UDOSTĘPNIONY FRAGMENT ▸
************

Strona 1 z 3
Montaż stabilizatora - czy warto zakładać stabilizator ??
: czw sty 19, 2006 15:00
autor: ppoll27
Witam! Mam kilka pytań dotyczących stabilizatora :
1. Co daje stabilizator w przednim zawieszeniu ??
2. Czy warto go montować do 1.6 PN jeśli lubię raz za czas pokonać jakiś zakręt szybciej
![hehe :hehe:](./images/smilies/hehe.gif)
??
3. Czy w wahaczu montowanym seryjnie do 1.6 PN (1990 r) sa do tego otworki czy będę musiał poszukać wahacza z otworami ??
4. Czy to jest tak że mogę sobie kupić każdy stabilizator od Golfa 2/Jetty i będzie OK ?? A jeśli nie to czy takie stabilizatory od GTI, GTD, Jetty się jakoś od siebie różnią (średnica/mocowanie itp)
![Question :?:](./images/smilies/icon_question.gif)
??
Jeśli te stabilizatory na szrotach lub allegro są różne to czy moglibyście podać mi jakieś wymiary/oznaczenia takiego który będzie pasować do 1.6 PN 1990 r
![okej :okej:](./images/smilies/okej.gif)
??
Dziekuję i Pozdrawiam
![pub :pub:](./images/smilies/pub.gif)
: czw sty 19, 2006 15:12
autor: CYBER
stabilizator stabilizuje
![Smile :)](./images/smilies/icon_smile.gif)
(ale odkrywczy jestem) a scislej wiaze reakcje lewej i prawej strony zawieszenia ze soba co powoduje mnaczne zmniejszenie sil skrecajacych bude w xzakretach. a sily te potrafia byc dosc duze, dzialaja tak jak bys chwycikl auto za przod i probowal je wkrecic tylnym zdezakiem w glebe lub wykrecic - zaleznie od tego co mu robisz
![Smile :)](./images/smilies/icon_smile.gif)
czyli w ktora strone skrecasz. do tego stabilizator skraca czasu reakcji zawieszenia na nerwowe uchy kiera, poprawia jakosc prowadzenia przy zmianach promienia skretu szczegolnie w ciasnych ewolucjach gdize to przednie zawieszenie pracuje w skrejnie roznych warunkach. ot co.
zamontowanie stabi innymi slowy przesowa gorny margines tolerancji na bledy kierowcy za kolkiem znacznie w gore
jelsi masz w wachaczach dziurki to nie ma problemu. w jednych sa w innych nie - zalezy jak trafisz ja u mnie w 1.3 MK1 mam mimo iz jeden wymienialem na JAKIS tam losowy ze zlomu - byl prosty to wzialem
co do tego ktory stabi bedize pasowal a ktory nie nie podpowiem - pod tym wzgledem jest tu wiele doswiadczonych ludzi ktorzy i mnie BARDZO pomogli w podobnych roszadowych kwestiach
![Very Happy :D](./images/smilies/icon_biggrin.gif)

************

PRZEKAZANE REKORDY ▸
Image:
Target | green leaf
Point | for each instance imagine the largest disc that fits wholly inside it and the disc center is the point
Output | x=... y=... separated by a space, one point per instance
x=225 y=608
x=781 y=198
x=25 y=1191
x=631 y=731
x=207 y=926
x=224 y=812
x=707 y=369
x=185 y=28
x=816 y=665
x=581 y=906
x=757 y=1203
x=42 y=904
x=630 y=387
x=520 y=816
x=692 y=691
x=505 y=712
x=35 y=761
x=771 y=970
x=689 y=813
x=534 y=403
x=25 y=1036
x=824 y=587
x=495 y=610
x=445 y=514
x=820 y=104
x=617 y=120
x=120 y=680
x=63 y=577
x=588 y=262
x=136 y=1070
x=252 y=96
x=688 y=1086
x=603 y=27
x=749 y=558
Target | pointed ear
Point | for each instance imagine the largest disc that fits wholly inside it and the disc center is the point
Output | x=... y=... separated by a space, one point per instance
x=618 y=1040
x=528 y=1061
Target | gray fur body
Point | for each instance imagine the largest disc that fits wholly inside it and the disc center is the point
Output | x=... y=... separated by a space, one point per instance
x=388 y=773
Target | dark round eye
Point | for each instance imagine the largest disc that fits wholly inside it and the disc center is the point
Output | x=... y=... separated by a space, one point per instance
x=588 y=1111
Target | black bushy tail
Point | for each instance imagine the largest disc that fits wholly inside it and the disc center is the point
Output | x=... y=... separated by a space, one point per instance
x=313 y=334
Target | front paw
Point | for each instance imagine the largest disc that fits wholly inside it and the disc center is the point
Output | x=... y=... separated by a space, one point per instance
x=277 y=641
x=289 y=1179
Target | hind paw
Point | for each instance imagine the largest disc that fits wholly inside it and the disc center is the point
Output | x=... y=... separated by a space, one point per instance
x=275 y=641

************

POLECENIE ▸ Wznów wątek z forum o montażu stabilizatora i pisz dalej, zaczynając po ostatnim zdaniu.

WYNIK ▸
: czw sty 19, 2006 15:15
autor: greg
ad1. Stabilizator nie pozwala na nadmierne przechylanie sięnadwozia - ubocznym efektem będzie odczucie zwiększenia twardości przedniego zawieszenia - po prostu jak ciągnie w górę jedno koło to stabilizator przytrzymuje ponieważ jest przyczepiony róznież do przeciwnego koła - ruch jest ale już nie w tym stopniu
ad2. jeśli lubisz szybciej po zakretach to montuj stabilizator - będziesz zadowolony z poprawy
ad3 - dziurki są na 100% - przynajmniej ja nigdy nie spotkałem wahaczy bez dziurek
ad4. PASUJE kazdy od golfa mk2 a od mk3 ni esprawdzałem ale podejrzewam że też
: czw sty 19, 2006 15:30
autor: 1 6 D
Istnieją dwa rodzaje stabilizatorów w mk2. W/g ETKI jeden był grubszy montowany przy jednym z najmocniejszych silników, a drugi cieńszy przy reszcie. W każdym mk2 można go zamontować, jeśli w tej chwili go nie ma zamontowanego. Mam taki cieńszy ze wszystkimi śrubami i mocowaniami nawet.
: czw sty 19, 2006 15:39
autor: greg
więc tak stabilizator w golfie mk2 i mk3 ma te same numery i maja dwa numery ale są ZAMIENNE czyli można jedne zastępować drugimi
: czw sty 19, 2006 15:41
autor: ppoll27
Dzięki. a może ktoś wie : jaką średnicę ma taki "cieńszy" stabilizator a jaką "grubszy" ??
: czw sty 19, 2006 15:49
autor: greg
jeden przedni ma 18mm, tylni w golfie mk3 ma 20mm
: czw sty 19, 2006 16:00
autor: CYBER
to duza roznica
![Exclamation :!:](./images/smilies/icon_exclaim.gif)
: czw sty 19, 2006 16:33
autor: greg
tak ale napisałem przedni 18 a tylni 20. Ja miałem GTD i o ile kojarzę 18mm
: sob lut 04, 2006 00:36
autor: blaade
Ja jutro będę u siebie montował taki stabilizator
Jak będę mógł to zrobię parę fotek z instalki i będzie można zobaczyć jak to wygląda
![bajer :bajer:](./images/smilies/bajer.gif)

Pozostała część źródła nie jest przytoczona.